**Goal of the exercise:**
Filter the entries for lines with the word "sandal".

Entries taken from a collection:
== Segment start ==

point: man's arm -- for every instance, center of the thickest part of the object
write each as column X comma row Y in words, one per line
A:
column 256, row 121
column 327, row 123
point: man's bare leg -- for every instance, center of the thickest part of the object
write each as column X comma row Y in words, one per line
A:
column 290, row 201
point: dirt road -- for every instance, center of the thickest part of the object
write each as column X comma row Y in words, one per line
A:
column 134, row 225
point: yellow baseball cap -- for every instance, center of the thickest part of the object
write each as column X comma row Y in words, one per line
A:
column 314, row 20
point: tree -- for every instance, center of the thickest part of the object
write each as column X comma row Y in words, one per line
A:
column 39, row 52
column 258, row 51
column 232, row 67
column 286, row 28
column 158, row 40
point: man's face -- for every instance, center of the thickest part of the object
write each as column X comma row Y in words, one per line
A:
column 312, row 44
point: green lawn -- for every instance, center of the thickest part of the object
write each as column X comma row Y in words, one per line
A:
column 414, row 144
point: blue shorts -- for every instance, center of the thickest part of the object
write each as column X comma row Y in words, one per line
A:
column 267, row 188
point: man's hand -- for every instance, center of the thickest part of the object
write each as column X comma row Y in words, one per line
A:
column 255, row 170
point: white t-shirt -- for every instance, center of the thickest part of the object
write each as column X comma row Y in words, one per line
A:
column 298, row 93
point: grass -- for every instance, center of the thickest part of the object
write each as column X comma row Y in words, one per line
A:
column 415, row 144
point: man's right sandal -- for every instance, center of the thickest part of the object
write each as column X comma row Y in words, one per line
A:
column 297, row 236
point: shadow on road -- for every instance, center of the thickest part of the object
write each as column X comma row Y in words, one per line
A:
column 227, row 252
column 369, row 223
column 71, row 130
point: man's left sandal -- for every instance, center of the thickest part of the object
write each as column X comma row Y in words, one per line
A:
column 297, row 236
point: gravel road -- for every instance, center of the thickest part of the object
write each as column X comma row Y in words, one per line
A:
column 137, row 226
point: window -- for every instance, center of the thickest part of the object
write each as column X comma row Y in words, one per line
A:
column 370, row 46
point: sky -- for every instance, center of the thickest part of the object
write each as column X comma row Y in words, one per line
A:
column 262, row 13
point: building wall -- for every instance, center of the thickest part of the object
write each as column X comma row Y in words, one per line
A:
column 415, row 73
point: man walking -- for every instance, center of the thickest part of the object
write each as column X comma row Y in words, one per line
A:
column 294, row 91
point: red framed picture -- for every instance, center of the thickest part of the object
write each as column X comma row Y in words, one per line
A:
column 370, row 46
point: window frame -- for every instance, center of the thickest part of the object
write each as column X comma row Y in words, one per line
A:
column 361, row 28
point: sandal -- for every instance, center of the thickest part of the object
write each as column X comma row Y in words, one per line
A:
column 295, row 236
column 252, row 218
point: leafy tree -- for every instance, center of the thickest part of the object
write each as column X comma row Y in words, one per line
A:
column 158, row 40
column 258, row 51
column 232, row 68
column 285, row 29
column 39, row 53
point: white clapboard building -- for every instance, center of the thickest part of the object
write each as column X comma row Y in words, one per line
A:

== Segment end ==

**Answer box:**
point: man's right sandal -- for every instance, center of the thickest part of the object
point: man's left sandal -- for every instance, center of the thickest part of the object
point: sandal -- for every instance, center of the thickest part of the object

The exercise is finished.